- [Source passage]:

+++++

A Digital Earth for a Resilient Caribbean

The Digital Earth Project for Resilient Housing and Infrastructure in the Caribbean aims to support the development, scaling, and standardization of EO solutions for disaster risk management and is comprised of three main components:

1.

Capacity building. The project supports the training and upskilling of government officials, local community members, researchers, and other key stakeholders in geospatial data analytics, ML modeling, community mapping, and geospatial data management.
2.

Generation of critical exposure datasets. The project strives to provide operational support for the generation, integration, and maintenance of new baseline exposure data layers through a combination of advanced technologies (e.g. AI and EO-based solutions) and local interventions (e.g. field surveys, participatory mapping).
3.

Knowledge exchange and dissemination. The project aims to promote the methodologies and results to other Caribbean regions through information exchange and knowledge-sharing sessions.

+++++

- [Record extracts]:
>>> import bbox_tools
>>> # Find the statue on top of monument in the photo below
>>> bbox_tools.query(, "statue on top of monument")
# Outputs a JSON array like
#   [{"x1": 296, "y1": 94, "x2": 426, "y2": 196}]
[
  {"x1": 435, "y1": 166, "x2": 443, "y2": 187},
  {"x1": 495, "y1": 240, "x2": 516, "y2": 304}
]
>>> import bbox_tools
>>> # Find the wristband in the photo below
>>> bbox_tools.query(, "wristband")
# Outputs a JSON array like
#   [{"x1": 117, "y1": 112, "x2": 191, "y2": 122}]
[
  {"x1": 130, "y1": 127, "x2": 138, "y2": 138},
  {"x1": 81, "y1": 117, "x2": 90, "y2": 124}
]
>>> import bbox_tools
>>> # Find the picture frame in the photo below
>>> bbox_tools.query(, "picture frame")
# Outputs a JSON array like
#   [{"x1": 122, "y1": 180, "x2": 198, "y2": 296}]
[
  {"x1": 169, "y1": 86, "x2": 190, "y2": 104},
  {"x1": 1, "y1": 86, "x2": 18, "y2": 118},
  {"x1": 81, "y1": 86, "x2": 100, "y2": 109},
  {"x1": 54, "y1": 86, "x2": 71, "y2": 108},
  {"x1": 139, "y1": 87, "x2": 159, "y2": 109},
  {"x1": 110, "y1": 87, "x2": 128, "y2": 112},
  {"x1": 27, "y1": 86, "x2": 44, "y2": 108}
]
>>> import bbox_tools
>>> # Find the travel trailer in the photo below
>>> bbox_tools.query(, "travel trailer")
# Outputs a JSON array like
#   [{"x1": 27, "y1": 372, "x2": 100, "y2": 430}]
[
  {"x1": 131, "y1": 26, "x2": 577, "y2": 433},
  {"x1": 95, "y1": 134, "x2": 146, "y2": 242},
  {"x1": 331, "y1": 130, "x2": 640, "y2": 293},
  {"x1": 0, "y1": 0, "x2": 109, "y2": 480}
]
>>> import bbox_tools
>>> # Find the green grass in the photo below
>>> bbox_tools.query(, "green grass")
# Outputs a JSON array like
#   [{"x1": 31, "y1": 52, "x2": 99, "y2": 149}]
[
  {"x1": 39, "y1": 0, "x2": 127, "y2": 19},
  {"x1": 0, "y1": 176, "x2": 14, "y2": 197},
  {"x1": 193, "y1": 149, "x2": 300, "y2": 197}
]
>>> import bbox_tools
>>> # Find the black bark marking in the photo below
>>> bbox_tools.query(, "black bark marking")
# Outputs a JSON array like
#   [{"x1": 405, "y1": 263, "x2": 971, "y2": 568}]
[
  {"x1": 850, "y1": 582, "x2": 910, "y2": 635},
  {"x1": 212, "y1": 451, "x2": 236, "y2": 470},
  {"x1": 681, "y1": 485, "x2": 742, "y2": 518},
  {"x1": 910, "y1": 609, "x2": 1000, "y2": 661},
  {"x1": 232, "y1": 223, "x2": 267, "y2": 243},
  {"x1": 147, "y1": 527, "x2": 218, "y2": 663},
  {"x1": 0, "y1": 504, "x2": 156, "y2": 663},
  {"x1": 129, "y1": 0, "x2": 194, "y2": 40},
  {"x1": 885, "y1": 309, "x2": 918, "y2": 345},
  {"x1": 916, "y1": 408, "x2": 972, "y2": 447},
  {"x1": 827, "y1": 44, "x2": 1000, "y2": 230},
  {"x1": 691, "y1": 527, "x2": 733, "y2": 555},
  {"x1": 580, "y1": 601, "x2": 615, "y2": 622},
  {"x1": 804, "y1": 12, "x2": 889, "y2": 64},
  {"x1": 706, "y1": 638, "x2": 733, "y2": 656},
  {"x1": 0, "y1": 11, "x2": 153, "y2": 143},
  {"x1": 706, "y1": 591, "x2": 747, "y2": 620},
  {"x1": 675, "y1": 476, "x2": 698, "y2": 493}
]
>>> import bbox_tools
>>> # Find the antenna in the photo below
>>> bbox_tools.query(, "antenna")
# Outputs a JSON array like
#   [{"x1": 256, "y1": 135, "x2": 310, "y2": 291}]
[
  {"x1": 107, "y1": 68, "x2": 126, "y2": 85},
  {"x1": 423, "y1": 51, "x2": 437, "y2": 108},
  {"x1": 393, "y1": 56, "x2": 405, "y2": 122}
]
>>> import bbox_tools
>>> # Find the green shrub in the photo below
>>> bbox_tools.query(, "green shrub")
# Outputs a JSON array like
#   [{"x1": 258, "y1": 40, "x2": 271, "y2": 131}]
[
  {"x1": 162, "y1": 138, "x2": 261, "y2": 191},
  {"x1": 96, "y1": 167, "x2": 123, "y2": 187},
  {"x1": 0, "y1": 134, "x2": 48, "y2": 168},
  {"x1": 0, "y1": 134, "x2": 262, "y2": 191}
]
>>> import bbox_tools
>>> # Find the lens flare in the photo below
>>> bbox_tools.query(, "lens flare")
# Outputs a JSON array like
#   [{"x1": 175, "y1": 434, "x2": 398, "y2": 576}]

+++++

- [Written instruction 1]:
Answer these from the Caribbean disaster-risk project text, one line each:
(a) Which four areas does the capacity-building training cover?
(b) What two local interventions are given as examples for producing exposure data?
(c) Where does the project hope to spread its methods and results?
- [Written instruction 2]: In one to three sentences, explain what the Caribbean disaster-risk project sets out to do and which three components it relies on to get there, as its text describes.
- [Written instruction 3]: Extend the text about the Caribbean disaster-risk project with a few sentences that pick up right after its final line.

- [Task result 1]:
(a) Geospatial data analytics, ML modeling, community mapping, and geospatial data management.
(b) Field surveys and participatory mapping.
(c) To other Caribbean regions.

- [Task result 2]: The project sets out to support the development, scaling, and standardization of EO solutions for disaster risk management. It relies on three components: capacity building, the generation of critical exposure datasets, and knowledge exchange and dissemination.

- [Task result 3]:
B LiDAR Data Pre-processing

The LiDAR-derived data products are provided in the form of the digital surface model (DSM) and digital terrain model (DTM). DSMs are a type of elevation model that represents the topography of the earth’s surface, including artificial, man-made, or natural features such as tree tops, power lines, and buildings above bare ground. DTMs represent the bare-earth model absent of any natural or human-made features. The normalized DSM (nDSM) is calculated as the difference between the DSM and DTM and represents the relative height of features above the ground surface. nDSMs have been used in previous studies to improve the detection of buildings and building damage [4, 14]. In our study, we use the single-channel nDSMs as input to CNNs for roof type and roof material classification.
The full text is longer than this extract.